Task to carry out |
Copy, without any change, the rows starting at the one containing "If you could identify the maroon" and ending at the one containing "(1077, 324)", including both.

Input records |

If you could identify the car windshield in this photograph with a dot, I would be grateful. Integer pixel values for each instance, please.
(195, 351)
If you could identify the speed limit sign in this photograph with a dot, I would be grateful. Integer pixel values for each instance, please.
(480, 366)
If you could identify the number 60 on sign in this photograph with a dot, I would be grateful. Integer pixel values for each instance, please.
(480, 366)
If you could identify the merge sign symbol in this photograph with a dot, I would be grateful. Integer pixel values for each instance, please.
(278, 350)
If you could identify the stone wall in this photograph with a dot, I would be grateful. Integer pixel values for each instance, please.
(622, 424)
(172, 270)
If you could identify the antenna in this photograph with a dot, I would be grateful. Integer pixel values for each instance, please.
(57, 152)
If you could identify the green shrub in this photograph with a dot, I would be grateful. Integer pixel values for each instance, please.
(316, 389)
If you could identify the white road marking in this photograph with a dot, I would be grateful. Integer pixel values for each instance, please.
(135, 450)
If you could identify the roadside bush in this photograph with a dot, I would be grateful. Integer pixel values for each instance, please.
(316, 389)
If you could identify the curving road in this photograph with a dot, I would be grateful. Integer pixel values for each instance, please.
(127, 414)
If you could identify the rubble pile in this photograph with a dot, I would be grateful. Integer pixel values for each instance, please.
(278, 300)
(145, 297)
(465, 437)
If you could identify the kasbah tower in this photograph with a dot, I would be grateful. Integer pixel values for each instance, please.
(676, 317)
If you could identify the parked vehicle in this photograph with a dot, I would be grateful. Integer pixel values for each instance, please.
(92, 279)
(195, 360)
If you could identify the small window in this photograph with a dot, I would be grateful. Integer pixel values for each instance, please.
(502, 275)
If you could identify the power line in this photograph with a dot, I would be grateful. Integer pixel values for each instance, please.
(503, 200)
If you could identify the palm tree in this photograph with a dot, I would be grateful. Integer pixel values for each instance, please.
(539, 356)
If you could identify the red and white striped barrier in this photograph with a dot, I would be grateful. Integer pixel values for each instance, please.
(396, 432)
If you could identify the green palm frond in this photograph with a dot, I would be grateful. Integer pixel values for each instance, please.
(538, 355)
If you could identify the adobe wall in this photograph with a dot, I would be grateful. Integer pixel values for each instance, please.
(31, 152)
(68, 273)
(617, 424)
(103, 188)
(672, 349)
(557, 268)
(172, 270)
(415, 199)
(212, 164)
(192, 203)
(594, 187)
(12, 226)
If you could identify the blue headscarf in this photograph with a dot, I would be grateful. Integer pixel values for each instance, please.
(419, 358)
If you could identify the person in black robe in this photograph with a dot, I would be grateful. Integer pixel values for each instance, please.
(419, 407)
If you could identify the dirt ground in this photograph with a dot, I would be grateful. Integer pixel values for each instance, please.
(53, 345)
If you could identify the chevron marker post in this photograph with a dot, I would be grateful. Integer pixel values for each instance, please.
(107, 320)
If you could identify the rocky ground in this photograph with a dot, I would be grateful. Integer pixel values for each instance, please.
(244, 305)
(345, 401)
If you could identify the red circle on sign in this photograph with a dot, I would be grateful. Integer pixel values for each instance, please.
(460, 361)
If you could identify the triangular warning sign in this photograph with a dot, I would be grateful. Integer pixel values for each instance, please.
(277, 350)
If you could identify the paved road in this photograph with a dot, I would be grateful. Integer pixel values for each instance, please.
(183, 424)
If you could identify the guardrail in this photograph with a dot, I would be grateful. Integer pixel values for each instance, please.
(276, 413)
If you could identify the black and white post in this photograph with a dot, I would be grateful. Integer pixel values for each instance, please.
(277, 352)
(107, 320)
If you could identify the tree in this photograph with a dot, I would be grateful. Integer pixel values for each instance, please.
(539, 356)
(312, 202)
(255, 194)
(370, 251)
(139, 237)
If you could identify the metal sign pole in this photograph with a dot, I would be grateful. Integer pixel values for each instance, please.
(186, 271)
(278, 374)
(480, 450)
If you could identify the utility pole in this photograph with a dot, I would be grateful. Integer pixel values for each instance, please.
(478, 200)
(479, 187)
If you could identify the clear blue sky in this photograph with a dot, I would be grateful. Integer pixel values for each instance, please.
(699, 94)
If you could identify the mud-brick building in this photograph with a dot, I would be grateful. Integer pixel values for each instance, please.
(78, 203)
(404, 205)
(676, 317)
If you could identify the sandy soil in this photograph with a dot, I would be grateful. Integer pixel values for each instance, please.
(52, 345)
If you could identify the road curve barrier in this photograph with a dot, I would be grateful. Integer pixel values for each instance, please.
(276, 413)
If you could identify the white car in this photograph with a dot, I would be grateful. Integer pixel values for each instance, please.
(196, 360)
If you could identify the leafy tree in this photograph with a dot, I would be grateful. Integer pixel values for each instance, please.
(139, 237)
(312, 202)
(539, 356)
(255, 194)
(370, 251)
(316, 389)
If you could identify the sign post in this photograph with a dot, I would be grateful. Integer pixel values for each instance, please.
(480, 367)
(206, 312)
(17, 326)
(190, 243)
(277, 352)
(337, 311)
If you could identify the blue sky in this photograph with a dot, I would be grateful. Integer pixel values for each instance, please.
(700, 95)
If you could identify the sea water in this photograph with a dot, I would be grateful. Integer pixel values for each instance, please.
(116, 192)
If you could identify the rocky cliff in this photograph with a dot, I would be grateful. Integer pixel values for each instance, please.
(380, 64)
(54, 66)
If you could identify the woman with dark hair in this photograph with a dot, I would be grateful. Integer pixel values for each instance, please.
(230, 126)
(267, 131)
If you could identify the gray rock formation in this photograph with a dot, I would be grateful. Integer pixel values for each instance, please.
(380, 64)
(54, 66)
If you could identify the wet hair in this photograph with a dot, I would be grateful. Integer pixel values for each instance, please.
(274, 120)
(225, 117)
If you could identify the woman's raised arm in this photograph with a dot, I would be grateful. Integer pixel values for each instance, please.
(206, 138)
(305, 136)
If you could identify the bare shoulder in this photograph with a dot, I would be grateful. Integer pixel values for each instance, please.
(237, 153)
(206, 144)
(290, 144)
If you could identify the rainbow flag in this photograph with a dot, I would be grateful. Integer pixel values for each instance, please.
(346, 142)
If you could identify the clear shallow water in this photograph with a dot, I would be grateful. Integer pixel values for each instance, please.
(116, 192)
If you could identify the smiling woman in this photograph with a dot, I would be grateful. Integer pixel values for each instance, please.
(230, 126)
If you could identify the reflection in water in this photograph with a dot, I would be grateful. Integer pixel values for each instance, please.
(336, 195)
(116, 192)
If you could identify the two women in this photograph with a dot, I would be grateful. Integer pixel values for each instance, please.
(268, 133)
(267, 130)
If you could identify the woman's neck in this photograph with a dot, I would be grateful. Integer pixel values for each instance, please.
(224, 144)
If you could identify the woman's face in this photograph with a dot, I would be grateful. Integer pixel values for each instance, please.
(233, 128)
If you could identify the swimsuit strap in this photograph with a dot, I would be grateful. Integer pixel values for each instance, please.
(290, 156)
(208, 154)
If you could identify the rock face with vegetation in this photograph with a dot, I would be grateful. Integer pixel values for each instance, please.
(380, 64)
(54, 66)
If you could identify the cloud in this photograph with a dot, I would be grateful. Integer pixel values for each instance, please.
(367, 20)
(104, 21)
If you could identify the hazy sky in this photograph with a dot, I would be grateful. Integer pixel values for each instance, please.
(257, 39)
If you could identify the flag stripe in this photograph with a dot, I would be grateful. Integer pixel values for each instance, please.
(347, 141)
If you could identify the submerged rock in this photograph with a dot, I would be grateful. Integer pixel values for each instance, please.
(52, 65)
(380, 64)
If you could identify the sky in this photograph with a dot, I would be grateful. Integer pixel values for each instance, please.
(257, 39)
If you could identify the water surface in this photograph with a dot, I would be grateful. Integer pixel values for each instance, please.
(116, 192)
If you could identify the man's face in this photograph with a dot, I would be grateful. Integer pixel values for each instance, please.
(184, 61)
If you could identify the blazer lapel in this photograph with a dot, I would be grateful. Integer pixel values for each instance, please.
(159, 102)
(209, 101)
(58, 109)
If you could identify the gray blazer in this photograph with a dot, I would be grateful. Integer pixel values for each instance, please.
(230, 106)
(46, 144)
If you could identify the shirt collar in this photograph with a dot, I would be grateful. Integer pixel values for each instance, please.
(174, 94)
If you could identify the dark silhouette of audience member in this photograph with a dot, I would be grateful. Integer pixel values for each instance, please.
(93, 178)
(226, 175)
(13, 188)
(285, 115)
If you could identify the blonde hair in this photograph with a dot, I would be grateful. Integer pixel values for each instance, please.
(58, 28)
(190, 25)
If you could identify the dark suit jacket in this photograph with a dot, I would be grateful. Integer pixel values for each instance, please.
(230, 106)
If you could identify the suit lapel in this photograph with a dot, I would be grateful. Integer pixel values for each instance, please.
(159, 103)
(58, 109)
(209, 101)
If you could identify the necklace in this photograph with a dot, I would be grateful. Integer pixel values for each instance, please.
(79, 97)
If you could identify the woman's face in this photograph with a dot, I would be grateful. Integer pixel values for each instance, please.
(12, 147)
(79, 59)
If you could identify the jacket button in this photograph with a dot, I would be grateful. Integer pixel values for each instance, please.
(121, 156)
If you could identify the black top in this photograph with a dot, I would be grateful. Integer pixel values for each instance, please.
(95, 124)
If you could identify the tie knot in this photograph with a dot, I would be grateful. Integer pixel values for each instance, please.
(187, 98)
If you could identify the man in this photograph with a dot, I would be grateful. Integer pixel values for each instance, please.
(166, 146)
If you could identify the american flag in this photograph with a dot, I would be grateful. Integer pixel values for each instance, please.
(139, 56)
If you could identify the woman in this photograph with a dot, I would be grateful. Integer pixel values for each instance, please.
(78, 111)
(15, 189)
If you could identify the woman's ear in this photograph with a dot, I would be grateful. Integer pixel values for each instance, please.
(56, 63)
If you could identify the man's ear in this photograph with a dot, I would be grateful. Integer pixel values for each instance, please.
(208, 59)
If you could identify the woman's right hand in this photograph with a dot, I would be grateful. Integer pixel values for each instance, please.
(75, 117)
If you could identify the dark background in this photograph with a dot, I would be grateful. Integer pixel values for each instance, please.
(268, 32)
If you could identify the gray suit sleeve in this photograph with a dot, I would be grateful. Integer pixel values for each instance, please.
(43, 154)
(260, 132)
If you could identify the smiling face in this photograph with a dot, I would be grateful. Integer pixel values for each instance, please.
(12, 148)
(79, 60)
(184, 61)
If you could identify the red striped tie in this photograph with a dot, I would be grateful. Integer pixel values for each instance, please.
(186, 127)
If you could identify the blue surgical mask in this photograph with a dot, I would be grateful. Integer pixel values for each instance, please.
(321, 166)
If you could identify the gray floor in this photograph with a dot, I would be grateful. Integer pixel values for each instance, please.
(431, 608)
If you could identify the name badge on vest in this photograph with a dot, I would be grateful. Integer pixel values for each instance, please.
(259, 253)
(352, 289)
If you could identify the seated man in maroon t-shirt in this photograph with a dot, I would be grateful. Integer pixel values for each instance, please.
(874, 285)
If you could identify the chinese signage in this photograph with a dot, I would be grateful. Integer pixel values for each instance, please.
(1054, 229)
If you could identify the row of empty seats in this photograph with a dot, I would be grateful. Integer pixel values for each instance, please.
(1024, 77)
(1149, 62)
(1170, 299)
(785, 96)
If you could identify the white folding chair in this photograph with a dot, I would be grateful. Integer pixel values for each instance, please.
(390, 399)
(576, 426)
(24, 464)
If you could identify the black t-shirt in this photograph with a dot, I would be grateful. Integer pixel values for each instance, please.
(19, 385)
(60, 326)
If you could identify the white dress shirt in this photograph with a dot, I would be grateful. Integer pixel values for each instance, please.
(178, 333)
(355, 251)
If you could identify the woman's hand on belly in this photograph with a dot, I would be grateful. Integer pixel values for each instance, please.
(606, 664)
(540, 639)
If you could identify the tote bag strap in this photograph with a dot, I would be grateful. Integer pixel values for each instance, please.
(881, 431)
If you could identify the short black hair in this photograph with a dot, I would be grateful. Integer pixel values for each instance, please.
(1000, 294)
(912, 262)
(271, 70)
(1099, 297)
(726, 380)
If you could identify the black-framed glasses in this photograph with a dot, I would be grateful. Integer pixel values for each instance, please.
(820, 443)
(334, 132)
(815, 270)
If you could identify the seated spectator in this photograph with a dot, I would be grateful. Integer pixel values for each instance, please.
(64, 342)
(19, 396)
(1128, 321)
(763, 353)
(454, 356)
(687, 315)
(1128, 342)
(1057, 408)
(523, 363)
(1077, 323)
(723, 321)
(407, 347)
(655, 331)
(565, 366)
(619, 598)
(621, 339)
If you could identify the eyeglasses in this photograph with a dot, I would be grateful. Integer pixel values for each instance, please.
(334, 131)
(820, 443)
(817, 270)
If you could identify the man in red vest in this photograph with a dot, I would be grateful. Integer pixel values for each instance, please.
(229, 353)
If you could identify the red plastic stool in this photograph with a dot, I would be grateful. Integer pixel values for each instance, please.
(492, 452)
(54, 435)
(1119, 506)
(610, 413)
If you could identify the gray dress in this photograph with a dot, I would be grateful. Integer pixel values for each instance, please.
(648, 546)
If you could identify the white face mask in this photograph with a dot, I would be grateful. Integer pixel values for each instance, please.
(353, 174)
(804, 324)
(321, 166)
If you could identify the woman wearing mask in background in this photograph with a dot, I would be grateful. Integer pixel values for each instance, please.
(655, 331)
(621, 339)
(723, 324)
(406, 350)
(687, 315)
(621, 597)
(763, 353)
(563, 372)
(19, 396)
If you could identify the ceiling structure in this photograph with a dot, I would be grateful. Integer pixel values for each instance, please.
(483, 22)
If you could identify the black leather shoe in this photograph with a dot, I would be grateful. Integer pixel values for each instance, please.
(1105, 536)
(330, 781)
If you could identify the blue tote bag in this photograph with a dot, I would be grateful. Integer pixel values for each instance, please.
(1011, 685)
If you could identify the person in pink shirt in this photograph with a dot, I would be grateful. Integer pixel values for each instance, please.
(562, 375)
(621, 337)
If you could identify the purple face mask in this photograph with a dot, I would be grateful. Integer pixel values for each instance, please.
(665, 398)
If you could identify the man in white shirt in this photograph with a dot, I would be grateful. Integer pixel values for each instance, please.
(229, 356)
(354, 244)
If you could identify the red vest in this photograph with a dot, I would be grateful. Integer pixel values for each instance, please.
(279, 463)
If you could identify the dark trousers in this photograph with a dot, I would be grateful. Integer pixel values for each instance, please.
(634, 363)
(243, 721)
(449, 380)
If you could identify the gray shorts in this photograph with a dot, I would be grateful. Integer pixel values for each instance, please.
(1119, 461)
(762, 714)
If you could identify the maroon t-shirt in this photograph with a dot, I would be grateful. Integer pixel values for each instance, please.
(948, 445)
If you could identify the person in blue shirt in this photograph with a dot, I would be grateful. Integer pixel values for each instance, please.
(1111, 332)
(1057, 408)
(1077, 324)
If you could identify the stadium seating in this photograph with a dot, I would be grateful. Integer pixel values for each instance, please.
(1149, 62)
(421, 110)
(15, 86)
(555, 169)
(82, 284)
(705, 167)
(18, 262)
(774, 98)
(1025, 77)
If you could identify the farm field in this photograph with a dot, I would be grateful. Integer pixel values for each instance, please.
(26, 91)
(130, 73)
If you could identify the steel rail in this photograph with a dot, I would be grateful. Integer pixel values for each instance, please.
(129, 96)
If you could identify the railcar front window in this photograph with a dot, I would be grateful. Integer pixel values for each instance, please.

Solution to the problem |
If you could identify the maroon t-shirt in this photograph with a dot, I would be grateful. Integer pixel values for each instance, please.
(948, 445)
If you could identify the person in blue shirt in this photograph with a dot, I would be grateful. Integer pixel values for each instance, please.
(1111, 332)
(1057, 408)
(1077, 324)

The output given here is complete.